--- START ---

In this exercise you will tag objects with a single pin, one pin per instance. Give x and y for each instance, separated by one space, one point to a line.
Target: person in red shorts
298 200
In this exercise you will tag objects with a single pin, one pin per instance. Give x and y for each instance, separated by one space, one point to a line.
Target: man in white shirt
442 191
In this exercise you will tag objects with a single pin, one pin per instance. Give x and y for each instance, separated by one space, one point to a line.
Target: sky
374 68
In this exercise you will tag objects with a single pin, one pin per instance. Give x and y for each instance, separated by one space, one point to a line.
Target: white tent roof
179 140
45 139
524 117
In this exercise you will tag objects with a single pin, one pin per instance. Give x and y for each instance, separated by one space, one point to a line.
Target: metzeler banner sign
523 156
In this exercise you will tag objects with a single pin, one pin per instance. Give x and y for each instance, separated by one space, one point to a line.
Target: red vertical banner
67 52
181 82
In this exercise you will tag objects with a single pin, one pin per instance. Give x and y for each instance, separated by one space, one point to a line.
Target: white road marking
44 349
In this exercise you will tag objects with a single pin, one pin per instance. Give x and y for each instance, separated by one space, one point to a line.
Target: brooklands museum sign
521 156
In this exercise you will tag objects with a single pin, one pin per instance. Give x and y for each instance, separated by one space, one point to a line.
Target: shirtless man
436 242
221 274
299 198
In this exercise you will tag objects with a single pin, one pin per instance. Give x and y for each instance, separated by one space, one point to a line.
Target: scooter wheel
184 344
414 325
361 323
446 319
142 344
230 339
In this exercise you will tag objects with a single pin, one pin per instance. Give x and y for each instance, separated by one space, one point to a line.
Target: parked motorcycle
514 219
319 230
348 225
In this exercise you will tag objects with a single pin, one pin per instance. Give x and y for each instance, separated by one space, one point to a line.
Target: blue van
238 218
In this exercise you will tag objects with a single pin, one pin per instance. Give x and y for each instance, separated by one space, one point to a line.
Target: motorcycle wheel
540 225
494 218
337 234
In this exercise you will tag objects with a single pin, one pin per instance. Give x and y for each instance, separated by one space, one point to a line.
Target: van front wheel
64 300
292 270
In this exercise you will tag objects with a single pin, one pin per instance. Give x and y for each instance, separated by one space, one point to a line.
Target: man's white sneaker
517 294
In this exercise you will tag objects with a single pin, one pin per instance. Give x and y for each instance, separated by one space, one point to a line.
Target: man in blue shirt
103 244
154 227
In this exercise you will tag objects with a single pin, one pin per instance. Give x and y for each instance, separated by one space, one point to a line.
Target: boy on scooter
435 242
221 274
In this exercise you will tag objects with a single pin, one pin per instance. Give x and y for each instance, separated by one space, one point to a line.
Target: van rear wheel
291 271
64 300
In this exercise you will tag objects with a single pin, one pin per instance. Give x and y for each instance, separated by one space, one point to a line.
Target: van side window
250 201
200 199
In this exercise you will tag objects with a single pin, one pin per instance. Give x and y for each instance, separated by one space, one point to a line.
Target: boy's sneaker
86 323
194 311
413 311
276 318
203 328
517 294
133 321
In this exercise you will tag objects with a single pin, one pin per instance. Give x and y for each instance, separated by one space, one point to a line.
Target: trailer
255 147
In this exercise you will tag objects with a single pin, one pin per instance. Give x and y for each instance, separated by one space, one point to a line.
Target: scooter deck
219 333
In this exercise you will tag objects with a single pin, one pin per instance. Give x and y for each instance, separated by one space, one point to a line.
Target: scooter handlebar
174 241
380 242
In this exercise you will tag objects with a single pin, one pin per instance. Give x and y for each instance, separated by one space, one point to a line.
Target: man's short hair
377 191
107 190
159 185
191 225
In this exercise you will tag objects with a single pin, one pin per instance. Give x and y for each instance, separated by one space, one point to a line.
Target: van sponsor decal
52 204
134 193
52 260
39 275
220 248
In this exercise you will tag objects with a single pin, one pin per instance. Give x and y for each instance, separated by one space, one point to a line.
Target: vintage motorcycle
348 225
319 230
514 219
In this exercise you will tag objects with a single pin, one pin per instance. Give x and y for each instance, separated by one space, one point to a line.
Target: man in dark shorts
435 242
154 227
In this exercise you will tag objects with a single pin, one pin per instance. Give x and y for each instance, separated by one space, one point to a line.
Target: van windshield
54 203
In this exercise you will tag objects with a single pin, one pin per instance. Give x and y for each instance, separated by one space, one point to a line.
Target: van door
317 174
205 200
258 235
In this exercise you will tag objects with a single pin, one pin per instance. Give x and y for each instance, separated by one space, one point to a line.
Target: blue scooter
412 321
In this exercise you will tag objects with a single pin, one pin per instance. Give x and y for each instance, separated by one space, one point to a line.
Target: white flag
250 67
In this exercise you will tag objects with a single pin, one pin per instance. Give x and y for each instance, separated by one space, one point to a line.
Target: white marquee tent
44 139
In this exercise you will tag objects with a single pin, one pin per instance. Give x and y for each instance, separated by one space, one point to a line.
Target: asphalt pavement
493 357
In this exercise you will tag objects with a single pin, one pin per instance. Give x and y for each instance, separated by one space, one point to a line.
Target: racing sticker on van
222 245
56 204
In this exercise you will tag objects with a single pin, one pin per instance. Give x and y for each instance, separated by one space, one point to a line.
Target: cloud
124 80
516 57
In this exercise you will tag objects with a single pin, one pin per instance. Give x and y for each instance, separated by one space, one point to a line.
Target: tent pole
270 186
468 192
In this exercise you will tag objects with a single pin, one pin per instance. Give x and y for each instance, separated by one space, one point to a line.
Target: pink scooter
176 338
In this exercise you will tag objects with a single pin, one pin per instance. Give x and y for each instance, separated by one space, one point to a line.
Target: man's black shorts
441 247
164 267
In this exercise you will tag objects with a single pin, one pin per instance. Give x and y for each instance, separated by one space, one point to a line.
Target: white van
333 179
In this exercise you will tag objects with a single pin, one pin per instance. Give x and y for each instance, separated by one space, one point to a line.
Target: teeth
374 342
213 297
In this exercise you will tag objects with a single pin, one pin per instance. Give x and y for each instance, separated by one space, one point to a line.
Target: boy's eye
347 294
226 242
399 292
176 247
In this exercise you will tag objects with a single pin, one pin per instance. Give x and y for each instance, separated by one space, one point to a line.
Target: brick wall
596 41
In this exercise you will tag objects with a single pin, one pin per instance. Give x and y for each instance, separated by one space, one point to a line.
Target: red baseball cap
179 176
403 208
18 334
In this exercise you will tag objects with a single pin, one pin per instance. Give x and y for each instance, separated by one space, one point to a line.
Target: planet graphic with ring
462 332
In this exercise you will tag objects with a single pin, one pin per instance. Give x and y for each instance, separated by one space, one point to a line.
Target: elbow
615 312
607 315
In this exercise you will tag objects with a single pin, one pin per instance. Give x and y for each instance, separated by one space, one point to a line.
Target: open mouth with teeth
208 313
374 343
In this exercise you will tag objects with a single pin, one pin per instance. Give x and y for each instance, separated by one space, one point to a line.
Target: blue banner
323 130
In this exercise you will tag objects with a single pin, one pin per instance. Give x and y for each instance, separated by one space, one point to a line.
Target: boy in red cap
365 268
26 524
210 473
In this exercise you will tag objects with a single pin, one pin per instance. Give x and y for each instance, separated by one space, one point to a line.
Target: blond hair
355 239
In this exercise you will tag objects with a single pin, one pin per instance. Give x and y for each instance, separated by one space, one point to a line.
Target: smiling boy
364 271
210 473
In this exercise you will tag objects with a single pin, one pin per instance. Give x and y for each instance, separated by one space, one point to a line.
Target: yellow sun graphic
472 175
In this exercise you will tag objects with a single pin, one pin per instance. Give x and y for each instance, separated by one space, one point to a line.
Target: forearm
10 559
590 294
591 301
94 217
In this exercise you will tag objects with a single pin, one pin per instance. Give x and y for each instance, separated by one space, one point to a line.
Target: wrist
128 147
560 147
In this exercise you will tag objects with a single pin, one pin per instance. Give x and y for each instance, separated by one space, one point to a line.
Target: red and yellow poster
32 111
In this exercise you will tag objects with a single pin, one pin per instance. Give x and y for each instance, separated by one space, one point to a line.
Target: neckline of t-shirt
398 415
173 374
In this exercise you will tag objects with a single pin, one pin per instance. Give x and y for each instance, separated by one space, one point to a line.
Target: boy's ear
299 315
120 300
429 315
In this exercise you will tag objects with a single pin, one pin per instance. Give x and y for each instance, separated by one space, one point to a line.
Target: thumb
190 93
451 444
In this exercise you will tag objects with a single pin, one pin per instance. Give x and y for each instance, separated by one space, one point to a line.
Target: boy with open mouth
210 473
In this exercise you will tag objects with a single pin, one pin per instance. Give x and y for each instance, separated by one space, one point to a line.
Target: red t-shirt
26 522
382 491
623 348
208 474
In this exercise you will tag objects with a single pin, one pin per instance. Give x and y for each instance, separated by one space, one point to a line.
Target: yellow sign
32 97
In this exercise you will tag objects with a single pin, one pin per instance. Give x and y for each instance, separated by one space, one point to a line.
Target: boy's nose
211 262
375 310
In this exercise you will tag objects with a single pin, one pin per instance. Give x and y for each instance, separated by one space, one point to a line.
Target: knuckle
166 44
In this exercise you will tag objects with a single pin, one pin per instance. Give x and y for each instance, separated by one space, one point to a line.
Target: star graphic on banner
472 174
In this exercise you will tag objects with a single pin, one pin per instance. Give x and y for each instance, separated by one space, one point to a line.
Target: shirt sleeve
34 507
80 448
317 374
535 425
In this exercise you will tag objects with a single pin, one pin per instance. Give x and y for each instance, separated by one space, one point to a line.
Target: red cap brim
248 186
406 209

--- END ---

EXERCISE OBJECTIVE: Locate every line in the records above that contains the string "sneaker" and reproduce each such line in full. Treat uppercase and lowercase letters as distinct when matching.

TASK RESULT:
Target: man's white sneaker
Target: boy's sneaker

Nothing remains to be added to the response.